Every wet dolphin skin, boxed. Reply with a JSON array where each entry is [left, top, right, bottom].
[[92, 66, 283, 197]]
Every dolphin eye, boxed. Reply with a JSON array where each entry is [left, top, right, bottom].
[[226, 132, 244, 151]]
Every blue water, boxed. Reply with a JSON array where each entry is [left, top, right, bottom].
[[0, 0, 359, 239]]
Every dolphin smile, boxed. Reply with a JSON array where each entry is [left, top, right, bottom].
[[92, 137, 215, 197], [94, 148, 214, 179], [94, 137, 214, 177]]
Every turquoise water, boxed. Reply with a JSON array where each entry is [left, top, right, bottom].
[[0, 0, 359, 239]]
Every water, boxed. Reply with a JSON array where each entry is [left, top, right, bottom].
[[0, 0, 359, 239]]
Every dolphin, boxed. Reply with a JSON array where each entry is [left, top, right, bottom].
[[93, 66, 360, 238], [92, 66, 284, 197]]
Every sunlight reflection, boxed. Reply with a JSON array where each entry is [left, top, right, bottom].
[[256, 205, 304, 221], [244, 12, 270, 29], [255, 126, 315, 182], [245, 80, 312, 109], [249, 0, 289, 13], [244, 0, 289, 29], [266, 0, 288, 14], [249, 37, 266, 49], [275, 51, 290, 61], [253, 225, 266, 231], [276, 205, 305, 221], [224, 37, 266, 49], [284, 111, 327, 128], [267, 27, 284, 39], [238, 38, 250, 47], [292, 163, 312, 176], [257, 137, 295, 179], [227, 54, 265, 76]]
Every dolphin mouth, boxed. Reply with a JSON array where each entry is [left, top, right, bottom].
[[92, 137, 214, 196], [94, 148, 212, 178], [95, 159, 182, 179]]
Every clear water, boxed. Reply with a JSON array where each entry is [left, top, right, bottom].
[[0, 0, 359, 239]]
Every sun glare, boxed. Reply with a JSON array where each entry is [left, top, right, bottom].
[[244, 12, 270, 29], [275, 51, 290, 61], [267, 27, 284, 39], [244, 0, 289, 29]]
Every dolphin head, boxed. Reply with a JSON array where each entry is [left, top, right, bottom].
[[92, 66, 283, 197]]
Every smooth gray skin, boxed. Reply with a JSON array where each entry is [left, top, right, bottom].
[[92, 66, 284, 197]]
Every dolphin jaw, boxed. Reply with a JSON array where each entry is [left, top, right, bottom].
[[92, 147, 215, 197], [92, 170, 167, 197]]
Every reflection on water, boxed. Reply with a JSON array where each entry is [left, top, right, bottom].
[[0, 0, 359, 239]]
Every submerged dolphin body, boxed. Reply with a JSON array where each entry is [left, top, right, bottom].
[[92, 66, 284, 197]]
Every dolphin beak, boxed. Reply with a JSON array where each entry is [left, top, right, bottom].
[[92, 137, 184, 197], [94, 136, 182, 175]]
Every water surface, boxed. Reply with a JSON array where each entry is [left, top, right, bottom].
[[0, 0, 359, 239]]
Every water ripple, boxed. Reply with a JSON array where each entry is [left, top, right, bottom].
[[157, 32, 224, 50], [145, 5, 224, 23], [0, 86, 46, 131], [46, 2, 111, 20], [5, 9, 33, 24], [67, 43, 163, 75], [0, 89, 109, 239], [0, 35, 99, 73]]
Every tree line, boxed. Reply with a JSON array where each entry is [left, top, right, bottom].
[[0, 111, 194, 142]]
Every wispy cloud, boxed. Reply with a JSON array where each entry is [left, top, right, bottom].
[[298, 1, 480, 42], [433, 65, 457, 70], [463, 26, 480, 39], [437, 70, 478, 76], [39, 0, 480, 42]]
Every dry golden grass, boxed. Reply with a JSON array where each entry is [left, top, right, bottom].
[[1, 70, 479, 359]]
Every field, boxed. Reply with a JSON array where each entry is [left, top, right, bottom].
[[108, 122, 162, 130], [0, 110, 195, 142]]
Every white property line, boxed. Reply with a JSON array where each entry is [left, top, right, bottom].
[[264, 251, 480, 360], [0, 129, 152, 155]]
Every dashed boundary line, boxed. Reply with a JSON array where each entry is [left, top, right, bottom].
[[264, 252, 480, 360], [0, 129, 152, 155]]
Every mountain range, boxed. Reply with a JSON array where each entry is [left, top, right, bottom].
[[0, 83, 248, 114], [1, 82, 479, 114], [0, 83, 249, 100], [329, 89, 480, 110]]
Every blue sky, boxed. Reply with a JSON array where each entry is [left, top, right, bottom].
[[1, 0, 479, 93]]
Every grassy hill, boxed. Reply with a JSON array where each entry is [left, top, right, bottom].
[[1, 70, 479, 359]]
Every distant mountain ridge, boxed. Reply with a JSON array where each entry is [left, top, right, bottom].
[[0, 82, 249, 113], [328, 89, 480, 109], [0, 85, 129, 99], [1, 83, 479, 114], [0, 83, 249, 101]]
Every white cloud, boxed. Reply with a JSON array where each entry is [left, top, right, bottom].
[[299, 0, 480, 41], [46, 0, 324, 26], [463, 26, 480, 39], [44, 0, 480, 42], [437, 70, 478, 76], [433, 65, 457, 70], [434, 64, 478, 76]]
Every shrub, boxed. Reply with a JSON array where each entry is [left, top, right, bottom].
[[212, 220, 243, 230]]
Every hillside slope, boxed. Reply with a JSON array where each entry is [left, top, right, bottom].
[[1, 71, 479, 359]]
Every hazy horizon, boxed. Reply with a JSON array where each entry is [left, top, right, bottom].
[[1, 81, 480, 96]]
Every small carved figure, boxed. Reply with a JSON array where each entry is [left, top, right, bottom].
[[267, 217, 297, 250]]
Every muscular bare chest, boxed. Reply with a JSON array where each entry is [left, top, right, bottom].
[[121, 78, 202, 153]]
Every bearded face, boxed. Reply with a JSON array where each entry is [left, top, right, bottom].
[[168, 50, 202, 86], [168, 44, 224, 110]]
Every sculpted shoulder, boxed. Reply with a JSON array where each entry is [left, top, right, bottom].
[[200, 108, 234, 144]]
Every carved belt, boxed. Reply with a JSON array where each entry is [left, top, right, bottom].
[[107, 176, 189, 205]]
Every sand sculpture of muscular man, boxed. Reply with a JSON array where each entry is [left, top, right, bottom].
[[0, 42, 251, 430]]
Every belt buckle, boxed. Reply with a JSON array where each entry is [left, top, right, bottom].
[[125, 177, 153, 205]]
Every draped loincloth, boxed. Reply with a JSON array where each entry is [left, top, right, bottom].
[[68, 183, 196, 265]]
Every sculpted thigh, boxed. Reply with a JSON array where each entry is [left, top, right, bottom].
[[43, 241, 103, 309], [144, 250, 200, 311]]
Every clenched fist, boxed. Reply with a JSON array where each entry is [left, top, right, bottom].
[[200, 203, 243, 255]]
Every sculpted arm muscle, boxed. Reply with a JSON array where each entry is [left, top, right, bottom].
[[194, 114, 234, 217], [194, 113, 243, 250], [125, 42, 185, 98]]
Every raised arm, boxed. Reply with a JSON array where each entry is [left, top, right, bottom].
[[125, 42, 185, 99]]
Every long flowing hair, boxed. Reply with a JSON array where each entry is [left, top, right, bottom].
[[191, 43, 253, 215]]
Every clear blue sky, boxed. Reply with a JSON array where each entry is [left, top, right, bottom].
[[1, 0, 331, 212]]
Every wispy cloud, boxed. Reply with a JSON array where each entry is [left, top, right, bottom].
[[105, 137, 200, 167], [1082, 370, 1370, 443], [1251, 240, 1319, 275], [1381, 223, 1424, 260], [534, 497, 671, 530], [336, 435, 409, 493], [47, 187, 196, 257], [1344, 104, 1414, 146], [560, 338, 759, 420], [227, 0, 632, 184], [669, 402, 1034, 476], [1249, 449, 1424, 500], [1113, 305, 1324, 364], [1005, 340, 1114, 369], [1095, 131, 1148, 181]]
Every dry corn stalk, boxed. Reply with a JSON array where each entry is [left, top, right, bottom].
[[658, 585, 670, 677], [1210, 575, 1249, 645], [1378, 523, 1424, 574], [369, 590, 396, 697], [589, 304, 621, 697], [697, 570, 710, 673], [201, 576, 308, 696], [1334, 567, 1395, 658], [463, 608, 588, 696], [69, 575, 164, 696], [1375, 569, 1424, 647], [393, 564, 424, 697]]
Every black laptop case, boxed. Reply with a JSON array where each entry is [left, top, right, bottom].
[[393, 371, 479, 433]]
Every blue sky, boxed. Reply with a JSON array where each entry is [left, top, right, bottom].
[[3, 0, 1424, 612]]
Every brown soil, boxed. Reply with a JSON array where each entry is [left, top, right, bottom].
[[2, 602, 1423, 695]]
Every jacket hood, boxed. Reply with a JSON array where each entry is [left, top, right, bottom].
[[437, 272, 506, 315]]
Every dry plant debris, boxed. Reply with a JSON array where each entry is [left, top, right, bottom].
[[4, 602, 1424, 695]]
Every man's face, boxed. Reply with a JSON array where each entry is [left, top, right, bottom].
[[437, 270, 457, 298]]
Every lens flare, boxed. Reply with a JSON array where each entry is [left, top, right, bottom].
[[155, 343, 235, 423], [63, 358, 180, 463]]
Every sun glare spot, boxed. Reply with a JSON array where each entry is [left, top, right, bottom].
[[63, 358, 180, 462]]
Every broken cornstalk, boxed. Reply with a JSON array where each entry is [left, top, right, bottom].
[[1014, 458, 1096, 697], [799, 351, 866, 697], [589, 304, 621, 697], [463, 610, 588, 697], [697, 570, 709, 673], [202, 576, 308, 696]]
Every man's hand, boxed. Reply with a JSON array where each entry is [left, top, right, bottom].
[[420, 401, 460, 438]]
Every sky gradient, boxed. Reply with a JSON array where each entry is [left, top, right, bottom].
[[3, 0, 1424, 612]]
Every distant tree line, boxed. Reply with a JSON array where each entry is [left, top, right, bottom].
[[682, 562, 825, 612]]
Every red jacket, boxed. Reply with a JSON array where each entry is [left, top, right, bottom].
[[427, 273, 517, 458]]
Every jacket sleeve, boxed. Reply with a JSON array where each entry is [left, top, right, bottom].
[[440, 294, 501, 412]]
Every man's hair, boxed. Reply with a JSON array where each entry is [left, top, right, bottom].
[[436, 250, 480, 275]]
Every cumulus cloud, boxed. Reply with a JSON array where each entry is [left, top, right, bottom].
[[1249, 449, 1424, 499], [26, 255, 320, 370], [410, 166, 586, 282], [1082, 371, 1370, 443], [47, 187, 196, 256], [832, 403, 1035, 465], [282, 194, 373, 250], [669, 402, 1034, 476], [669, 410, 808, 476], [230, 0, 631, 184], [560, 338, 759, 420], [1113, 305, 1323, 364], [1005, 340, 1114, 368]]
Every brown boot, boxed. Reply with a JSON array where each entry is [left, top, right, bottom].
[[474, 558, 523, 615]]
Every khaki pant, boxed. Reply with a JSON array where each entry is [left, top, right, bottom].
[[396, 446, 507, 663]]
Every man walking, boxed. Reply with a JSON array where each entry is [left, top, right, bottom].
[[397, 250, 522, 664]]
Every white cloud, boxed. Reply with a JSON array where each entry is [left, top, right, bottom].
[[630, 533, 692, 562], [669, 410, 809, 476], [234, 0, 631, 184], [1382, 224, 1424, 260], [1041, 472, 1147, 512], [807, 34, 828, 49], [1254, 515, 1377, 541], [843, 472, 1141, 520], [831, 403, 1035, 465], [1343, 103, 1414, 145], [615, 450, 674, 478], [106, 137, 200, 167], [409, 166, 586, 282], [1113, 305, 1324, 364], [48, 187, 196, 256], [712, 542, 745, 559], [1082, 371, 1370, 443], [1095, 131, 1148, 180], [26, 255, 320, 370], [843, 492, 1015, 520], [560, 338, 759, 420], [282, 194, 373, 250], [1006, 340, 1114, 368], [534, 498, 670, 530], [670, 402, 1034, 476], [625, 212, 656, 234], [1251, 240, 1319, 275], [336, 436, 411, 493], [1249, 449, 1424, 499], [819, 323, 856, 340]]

**INSTRUCTIONS TO FOLLOW:** Write out exactly those lines of the records above that lie from the one with "Every brown boot, boxed." through the last line, including both.

**RESPONSE TO THIS EXERCISE:**
Every brown boot, boxed. Reply with a JSON array where each entry is [left, top, right, bottom].
[[474, 558, 523, 615]]
Every khaki pant, boxed. Reply with a JSON array where each entry is [left, top, right, bottom].
[[396, 446, 507, 663]]
Every man walking, boxed. Reply with a JSON array where each entry is [left, top, right, bottom].
[[397, 250, 522, 664]]
Every white cloud, boxed. Reply with a JSON array where each entry is [left, top, right, bottom].
[[630, 533, 692, 562], [669, 410, 809, 476], [234, 0, 631, 184], [1382, 224, 1424, 260], [1041, 472, 1147, 512], [807, 34, 828, 49], [1254, 515, 1377, 541], [843, 472, 1141, 520], [831, 403, 1035, 465], [1343, 103, 1414, 145], [615, 450, 674, 478], [106, 137, 200, 167], [409, 166, 586, 282], [1113, 305, 1324, 364], [48, 187, 196, 256], [712, 542, 745, 559], [1082, 371, 1370, 443], [1095, 131, 1148, 180], [26, 255, 320, 370], [843, 492, 1015, 520], [560, 338, 759, 420], [282, 194, 373, 250], [1006, 340, 1114, 368], [534, 498, 670, 530], [670, 402, 1034, 476], [625, 212, 656, 234], [1251, 240, 1319, 275], [336, 436, 411, 493], [1249, 449, 1424, 499], [819, 323, 856, 340]]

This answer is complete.